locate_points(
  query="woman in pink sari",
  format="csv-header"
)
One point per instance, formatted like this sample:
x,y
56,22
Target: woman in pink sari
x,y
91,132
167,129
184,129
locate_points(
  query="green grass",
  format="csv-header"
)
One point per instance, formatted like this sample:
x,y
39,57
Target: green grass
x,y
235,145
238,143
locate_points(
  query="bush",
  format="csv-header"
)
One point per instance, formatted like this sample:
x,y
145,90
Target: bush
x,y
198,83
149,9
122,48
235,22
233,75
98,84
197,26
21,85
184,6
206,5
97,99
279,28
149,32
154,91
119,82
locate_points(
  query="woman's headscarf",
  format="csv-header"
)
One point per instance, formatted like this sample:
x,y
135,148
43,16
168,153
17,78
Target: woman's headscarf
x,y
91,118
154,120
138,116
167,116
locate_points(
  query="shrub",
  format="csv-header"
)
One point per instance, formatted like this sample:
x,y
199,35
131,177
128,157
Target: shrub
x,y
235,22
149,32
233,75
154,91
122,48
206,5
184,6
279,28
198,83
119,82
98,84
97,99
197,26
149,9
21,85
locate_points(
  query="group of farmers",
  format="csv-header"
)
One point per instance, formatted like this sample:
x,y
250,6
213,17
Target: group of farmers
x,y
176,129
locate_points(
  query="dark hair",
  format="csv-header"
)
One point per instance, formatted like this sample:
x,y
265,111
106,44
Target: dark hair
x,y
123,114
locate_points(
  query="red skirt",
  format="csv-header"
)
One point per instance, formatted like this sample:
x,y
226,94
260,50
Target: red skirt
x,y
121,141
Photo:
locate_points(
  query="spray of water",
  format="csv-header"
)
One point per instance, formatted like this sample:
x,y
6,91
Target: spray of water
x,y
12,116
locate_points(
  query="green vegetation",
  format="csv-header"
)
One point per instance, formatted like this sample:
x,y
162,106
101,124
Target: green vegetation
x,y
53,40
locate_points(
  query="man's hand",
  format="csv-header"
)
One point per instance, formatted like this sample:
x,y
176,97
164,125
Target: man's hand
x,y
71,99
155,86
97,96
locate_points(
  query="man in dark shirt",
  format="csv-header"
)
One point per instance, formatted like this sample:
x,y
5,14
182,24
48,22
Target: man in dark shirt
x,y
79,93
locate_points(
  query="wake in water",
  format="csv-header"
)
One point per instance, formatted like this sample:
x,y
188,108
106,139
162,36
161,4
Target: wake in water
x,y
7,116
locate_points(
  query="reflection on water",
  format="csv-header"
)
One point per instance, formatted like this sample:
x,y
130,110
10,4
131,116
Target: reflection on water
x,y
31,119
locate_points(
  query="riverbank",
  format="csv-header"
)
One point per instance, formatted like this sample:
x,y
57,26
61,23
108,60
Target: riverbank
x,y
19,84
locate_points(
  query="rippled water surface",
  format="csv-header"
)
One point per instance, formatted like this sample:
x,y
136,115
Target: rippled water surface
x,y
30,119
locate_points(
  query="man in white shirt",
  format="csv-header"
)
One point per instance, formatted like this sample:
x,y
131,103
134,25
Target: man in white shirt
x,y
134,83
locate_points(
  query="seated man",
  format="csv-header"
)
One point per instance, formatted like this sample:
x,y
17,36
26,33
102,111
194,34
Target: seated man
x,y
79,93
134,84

-*-*-

BRIEF: Each entry above is to be written out exactly.

EXERCISE SOLUTION:
locate_points(
  query="woman in pink sari",
  format="csv-header"
)
One point per instance, formatted like this sample:
x,y
56,22
Target: woman in pink sari
x,y
91,132
167,129
184,129
locate_points(
  query="green grass",
  format="csv-header"
)
One point per instance, formatted like this sample:
x,y
39,57
Target: green grass
x,y
235,145
238,143
locate_points(
  query="bush",
  format="csv-header"
)
One point per instance, formatted like this sample:
x,y
145,90
Target: bush
x,y
198,83
149,9
122,48
235,22
233,75
98,84
197,26
21,85
184,6
206,5
97,99
279,28
149,32
154,91
119,82
locate_points(
  query="woman's headscarf",
  format="csv-header"
)
One point per instance, formatted like this sample:
x,y
135,148
43,16
168,153
17,78
Target: woman's headscarf
x,y
91,118
154,120
138,116
167,116
locate_points(
  query="shrub",
  format="csv-header"
)
One point per instance, formatted like this sample:
x,y
199,35
131,177
128,157
Target: shrub
x,y
235,22
149,32
233,75
154,91
122,48
206,5
184,6
279,28
198,83
119,82
98,84
97,99
197,26
149,9
21,85
locate_points(
  query="group of farmers",
  format="csv-header"
)
One point per instance, formatted like this sample:
x,y
250,6
213,17
Target: group of farmers
x,y
176,129
locate_points(
  query="dark hair",
  format="csv-header"
)
One point per instance, formatted like this sample:
x,y
265,111
106,44
Target: dark hair
x,y
123,114
locate_points(
  query="red skirt",
  format="csv-header"
)
One point per instance, formatted like this sample:
x,y
226,94
260,50
Target: red skirt
x,y
121,141
Photo:
locate_points(
  query="spray of water",
  format="csv-header"
)
One point per instance, formatted like this sample:
x,y
6,91
Target: spray of water
x,y
12,116
locate_points(
  query="green vegetation",
  format="csv-header"
)
One point per instance, formatted like this sample:
x,y
162,106
101,124
Target: green vegetation
x,y
53,40
locate_points(
  query="man's hand",
  format="csv-header"
)
One point per instance, formatted like this sample:
x,y
176,97
164,125
Target: man's hand
x,y
71,99
155,86
97,96
locate_points(
  query="man in dark shirt",
  format="csv-header"
)
One point per instance, formatted like this sample:
x,y
5,14
182,24
48,22
Target: man in dark shirt
x,y
79,93
locate_points(
  query="wake in water",
  format="csv-header"
)
One point per instance, formatted like this sample:
x,y
188,108
106,139
162,36
161,4
Target: wake in water
x,y
7,116
locate_points(
  query="reflection on water",
  format="csv-header"
)
One point per instance, formatted like this sample:
x,y
130,110
10,4
131,116
Target: reflection on water
x,y
31,119
locate_points(
  query="riverbank",
  format="csv-header"
)
One point per instance, formatted like this sample:
x,y
57,26
61,23
108,60
Target: riverbank
x,y
19,84
locate_points(
  query="rippled water surface",
  format="csv-header"
)
One point per instance, formatted like this sample:
x,y
136,115
Target: rippled water surface
x,y
30,119
locate_points(
  query="man in white shirt",
  format="csv-header"
)
One point per instance, formatted like this sample:
x,y
131,103
134,25
Target: man in white shirt
x,y
134,83
locate_points(
  query="seated man",
  format="csv-header"
)
One point per instance, formatted like this sample:
x,y
17,36
26,33
102,111
194,34
Target: seated man
x,y
79,93
134,84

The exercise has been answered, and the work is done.